(Source data begins)

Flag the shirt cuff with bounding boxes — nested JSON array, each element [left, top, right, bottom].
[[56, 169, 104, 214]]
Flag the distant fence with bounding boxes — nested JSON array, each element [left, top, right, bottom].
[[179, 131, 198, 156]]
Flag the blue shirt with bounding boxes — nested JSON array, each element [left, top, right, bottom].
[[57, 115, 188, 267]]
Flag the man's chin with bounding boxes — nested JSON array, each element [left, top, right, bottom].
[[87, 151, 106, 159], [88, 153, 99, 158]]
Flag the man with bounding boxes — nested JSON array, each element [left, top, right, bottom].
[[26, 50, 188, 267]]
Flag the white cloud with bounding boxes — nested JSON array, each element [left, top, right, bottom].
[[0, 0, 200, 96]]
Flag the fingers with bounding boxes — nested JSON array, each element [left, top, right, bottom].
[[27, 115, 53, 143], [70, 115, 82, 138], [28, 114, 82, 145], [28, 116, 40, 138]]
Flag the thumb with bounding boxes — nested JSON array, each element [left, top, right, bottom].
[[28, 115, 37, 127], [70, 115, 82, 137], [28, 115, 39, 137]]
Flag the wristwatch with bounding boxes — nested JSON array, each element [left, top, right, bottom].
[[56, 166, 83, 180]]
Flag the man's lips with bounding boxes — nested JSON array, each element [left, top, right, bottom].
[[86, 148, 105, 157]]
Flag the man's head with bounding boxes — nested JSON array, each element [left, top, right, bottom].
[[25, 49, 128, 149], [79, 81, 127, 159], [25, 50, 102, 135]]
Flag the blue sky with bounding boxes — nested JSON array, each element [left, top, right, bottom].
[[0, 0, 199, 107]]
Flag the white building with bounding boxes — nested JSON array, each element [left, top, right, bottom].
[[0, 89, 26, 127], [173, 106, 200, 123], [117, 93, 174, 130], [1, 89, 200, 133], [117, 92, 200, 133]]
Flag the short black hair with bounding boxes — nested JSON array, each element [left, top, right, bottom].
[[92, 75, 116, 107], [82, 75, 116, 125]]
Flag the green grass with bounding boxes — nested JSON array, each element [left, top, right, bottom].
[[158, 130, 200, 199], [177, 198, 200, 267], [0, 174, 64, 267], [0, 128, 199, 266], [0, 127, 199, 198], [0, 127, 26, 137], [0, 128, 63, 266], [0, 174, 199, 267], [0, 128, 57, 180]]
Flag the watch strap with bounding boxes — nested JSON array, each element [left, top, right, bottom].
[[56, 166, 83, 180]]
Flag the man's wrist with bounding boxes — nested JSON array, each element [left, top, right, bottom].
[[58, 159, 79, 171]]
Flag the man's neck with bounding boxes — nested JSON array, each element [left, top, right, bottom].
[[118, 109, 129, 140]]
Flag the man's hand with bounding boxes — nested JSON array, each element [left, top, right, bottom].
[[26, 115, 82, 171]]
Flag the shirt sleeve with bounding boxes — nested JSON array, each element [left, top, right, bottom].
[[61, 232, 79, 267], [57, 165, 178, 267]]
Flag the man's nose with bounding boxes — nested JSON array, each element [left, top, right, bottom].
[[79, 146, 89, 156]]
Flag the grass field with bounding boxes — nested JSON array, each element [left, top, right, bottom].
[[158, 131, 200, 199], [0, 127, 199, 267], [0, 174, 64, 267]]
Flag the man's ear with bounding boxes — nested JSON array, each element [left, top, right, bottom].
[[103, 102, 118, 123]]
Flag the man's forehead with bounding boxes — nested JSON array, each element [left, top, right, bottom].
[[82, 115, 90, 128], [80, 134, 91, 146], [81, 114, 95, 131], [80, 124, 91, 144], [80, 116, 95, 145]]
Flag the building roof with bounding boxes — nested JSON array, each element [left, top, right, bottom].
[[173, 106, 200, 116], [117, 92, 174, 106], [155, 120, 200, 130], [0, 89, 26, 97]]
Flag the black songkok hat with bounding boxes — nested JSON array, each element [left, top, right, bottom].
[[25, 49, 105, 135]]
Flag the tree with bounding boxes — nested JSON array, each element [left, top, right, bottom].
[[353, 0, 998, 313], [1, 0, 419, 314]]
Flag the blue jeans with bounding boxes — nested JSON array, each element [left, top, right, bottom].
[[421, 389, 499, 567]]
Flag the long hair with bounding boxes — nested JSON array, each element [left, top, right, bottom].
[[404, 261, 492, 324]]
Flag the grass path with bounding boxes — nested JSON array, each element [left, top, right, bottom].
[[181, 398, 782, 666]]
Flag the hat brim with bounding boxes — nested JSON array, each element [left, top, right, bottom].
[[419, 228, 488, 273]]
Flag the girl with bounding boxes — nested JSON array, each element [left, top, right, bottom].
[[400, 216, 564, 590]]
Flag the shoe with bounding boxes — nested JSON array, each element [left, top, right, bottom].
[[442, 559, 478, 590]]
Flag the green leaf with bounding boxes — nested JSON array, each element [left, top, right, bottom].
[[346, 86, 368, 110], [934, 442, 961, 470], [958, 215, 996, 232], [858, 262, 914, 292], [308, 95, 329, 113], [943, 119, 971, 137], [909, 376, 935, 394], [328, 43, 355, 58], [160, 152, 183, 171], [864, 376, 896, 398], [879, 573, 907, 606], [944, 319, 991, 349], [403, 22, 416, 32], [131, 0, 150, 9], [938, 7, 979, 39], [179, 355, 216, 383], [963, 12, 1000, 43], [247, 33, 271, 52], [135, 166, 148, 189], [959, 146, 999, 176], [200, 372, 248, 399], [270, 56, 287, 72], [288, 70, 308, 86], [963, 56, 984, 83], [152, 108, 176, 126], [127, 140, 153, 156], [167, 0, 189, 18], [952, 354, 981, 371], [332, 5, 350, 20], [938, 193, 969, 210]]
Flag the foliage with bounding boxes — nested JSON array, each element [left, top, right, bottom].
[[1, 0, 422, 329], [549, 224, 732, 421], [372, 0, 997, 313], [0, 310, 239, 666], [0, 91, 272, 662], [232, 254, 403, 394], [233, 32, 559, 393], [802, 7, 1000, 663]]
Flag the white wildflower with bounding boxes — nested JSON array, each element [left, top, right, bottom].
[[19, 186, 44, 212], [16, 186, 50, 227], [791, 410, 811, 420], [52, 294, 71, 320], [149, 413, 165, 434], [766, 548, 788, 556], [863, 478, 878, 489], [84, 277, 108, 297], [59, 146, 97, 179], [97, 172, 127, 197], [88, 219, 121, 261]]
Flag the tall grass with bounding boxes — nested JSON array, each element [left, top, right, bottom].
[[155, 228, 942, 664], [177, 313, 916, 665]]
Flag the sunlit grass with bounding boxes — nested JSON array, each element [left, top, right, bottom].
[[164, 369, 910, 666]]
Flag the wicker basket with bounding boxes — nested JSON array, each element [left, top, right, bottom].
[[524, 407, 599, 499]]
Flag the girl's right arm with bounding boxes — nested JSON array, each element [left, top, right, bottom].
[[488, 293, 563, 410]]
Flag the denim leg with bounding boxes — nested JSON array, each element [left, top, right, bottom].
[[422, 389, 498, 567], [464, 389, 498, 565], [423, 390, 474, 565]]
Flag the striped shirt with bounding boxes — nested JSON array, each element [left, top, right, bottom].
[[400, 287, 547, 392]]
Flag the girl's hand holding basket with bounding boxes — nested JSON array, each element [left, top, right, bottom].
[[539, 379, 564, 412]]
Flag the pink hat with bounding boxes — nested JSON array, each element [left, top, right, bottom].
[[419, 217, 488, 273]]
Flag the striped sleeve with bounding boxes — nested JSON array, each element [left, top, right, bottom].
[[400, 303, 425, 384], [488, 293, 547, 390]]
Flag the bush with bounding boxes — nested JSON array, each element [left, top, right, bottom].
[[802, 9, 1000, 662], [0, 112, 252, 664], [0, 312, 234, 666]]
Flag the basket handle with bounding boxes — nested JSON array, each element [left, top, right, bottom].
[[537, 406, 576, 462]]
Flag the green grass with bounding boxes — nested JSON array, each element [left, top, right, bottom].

(Source data ends)

• _Task instructions_:
Only an exact copy of all the data will do as the answer.

• _Exercise response_:
Flag the shirt cuff with bounding boxes — nested JSON array, each element [left, top, right, bottom].
[[56, 169, 104, 214]]
Flag the distant fence with bounding boxes — nested JSON array, each element [left, top, right, bottom].
[[179, 131, 198, 156]]
Flag the blue shirt with bounding boxes — nested JSON array, each element [left, top, right, bottom].
[[57, 115, 188, 267]]
Flag the man's chin with bounding boxes — nested JSON array, each element [left, top, right, bottom].
[[87, 151, 106, 159], [88, 153, 99, 158]]
Flag the man with bounding boxes — nested JSON array, each element [left, top, right, bottom].
[[26, 50, 188, 267]]
Flag the white cloud with bounding boxes — nested JSON array, each element [left, top, right, bottom].
[[0, 0, 200, 96]]
Flag the fingers with bounding boxes — nested JSON array, each element [left, top, right, bottom].
[[27, 115, 53, 143], [70, 115, 82, 138], [28, 114, 82, 145], [28, 116, 40, 138]]
Flag the thumb with bounding boxes — nested JSON array, each element [left, top, right, bottom].
[[28, 115, 37, 127], [70, 115, 82, 137], [28, 115, 39, 137]]
Flag the wristwatch with bounding boxes — nested JSON array, each element [left, top, right, bottom].
[[56, 166, 83, 180]]
Flag the man's lips with bounding boxes — nested JSON array, each element [left, top, right, bottom].
[[86, 148, 105, 157]]
Flag the man's head with bounding boxes — nested JSON array, each element [left, top, right, bottom].
[[25, 49, 128, 149], [79, 81, 127, 159], [25, 50, 102, 135]]
Flag the blue sky with bounding boxes — nested JSON array, each element [left, top, right, bottom].
[[0, 0, 199, 107]]
Flag the white building with bounding boxes — nested JSON array, each element [left, top, right, bottom].
[[0, 89, 26, 127], [173, 106, 200, 123], [117, 93, 174, 130], [1, 89, 200, 133], [117, 92, 200, 133]]
Flag the short black hair with bounding boxes — nested JSON array, each element [left, top, right, bottom].
[[92, 75, 116, 107], [82, 75, 116, 125]]
Flag the green grass with bounding boxes — nested JSON array, each element [left, top, right, bottom].
[[158, 130, 200, 199], [177, 198, 200, 267], [0, 174, 64, 267], [0, 128, 199, 266], [0, 127, 199, 198], [0, 127, 26, 137], [0, 128, 63, 266], [0, 174, 199, 267], [0, 128, 57, 180]]
Flag the watch strap with bounding boxes — nested JSON array, each element [left, top, right, bottom].
[[56, 166, 83, 180]]
Flag the man's wrist with bounding boxes — nested JSON array, each element [left, top, right, bottom].
[[58, 159, 79, 171]]
Flag the man's neck with bounding boxes — nested JSON array, each element [left, top, right, bottom].
[[118, 109, 129, 140]]
Flag the man's hand with bounding boxes — nested JSON array, each element [left, top, right, bottom].
[[26, 115, 82, 171]]
Flag the shirt sleeve with bounding boxes — nested JSON array, each element [left, top, right, bottom].
[[61, 232, 79, 267], [57, 165, 178, 267]]
Flag the man's nose with bounding boxes — nested JSON array, each element [left, top, right, bottom].
[[79, 146, 89, 156]]
Flag the grass field with bounding boxes — nested JSON array, each element [left, top, right, bottom].
[[158, 131, 200, 199], [0, 127, 199, 267], [0, 174, 64, 267]]
Flag the man's ear with bounding boxes — nested JSON array, each element [left, top, right, bottom].
[[103, 102, 118, 123]]
Flag the man's forehead with bounding boxes — nested JSON array, each element [left, top, right, bottom].
[[82, 115, 90, 128], [80, 134, 91, 146], [81, 114, 95, 131], [80, 124, 91, 144], [80, 116, 95, 145]]
Flag the building roof with bounding boxes — nested JSON array, each element [left, top, right, bottom].
[[173, 106, 200, 116], [117, 92, 174, 106], [155, 120, 200, 130], [0, 89, 26, 97]]
Flag the black songkok hat with bounding boxes — nested JSON array, each element [left, top, right, bottom].
[[25, 49, 105, 135]]
Flag the tree with bounding boxes — nested JSON array, each element [left, top, right, bottom].
[[353, 0, 998, 313], [1, 0, 419, 314]]
Flag the blue jeans with bounding boxes — nested JSON array, each element [left, top, right, bottom].
[[421, 389, 499, 567]]
Flag the long hair with bounding boxes — nested JSON array, each element [left, top, right, bottom].
[[404, 261, 492, 324]]
Flag the grass path with bounding boxes — nested JSON array, each element [left, top, right, bottom].
[[181, 398, 782, 666]]
Flag the hat brim with bounding boxes — nested JSON array, each element [left, top, right, bottom].
[[419, 228, 488, 273]]
Flag the girl with bounding boxes — nested JSON array, each element [left, top, right, bottom].
[[400, 216, 564, 590]]
Flag the shoe with bounding boxes — nested JSON array, each element [left, top, right, bottom].
[[442, 559, 478, 590]]
Flag the green leaf with bounding boxes — nested JSON array, each element [left, top, right, bottom].
[[346, 86, 368, 110], [934, 442, 961, 470], [958, 215, 996, 232], [858, 262, 914, 292], [308, 95, 329, 113], [943, 119, 971, 137], [909, 376, 935, 394], [328, 43, 355, 58], [160, 152, 183, 171], [864, 376, 896, 398], [879, 573, 907, 606], [944, 319, 991, 349], [403, 22, 416, 32], [131, 0, 150, 9], [938, 7, 979, 39], [179, 355, 216, 383], [963, 12, 1000, 43], [247, 33, 271, 52], [135, 166, 148, 189], [959, 146, 999, 176], [200, 372, 248, 399], [270, 56, 287, 72], [288, 70, 308, 86], [963, 56, 984, 83], [152, 108, 176, 126], [127, 140, 153, 156], [167, 0, 189, 18], [952, 354, 981, 371], [332, 5, 350, 20], [938, 193, 969, 210]]
Flag the foliage with bounding boxes — nested JSON array, each element [left, top, right, bottom].
[[1, 0, 422, 329], [549, 224, 732, 421], [372, 0, 997, 313], [0, 310, 239, 666], [0, 91, 272, 662], [232, 254, 403, 394], [233, 32, 559, 393], [802, 7, 1000, 663]]
Flag the white wildflower with bounding boxes — nested JSON array, each element [left, top, right, bottom].
[[19, 186, 44, 212], [16, 186, 50, 227], [791, 410, 811, 420], [52, 294, 71, 320], [149, 413, 165, 434], [766, 548, 788, 556], [863, 478, 878, 489], [84, 277, 108, 297], [59, 146, 97, 179], [97, 172, 127, 197], [88, 219, 121, 261]]
Flag the tall grass with bounding boxes — nested JSON array, each element [left, top, right, bottom].
[[155, 228, 942, 664], [177, 313, 916, 665]]
Flag the sunlit grass with bounding boxes — nested JSON array, each element [left, top, right, bottom].
[[164, 369, 910, 666]]
Flag the wicker basket with bounding boxes — nested JSON array, each element [left, top, right, bottom].
[[524, 407, 599, 499]]
Flag the girl's right arm with bounding boxes — nested JSON array, each element [left, top, right, bottom].
[[488, 293, 563, 410]]
Flag the denim leg with bounding boxes — nested JSON array, each element [left, top, right, bottom].
[[422, 389, 498, 567], [464, 389, 498, 565], [423, 390, 474, 565]]
Flag the striped shirt with bounding boxes — nested JSON array, each element [left, top, right, bottom].
[[400, 287, 547, 392]]
Flag the girl's hand holding basket with bounding boxes — nested JSON array, each element [left, top, right, bottom].
[[539, 379, 564, 412]]
Flag the pink hat with bounding boxes — nested JSON array, each element [left, top, right, bottom].
[[419, 217, 488, 273]]
Flag the striped sleeve with bounding boxes — nested JSON array, each element [left, top, right, bottom].
[[400, 303, 425, 384], [488, 293, 547, 390]]
Flag the bush with bounding boxes — nested JSON array, each element [left, top, right, bottom].
[[802, 9, 1000, 662], [0, 112, 252, 664], [0, 312, 234, 666]]
Flag the basket handle with bounding boxes — nested JSON array, each element [left, top, right, bottom].
[[537, 406, 576, 462]]
Flag the green grass with bounding boxes — nested JSON array, each element [left, top, right, bottom].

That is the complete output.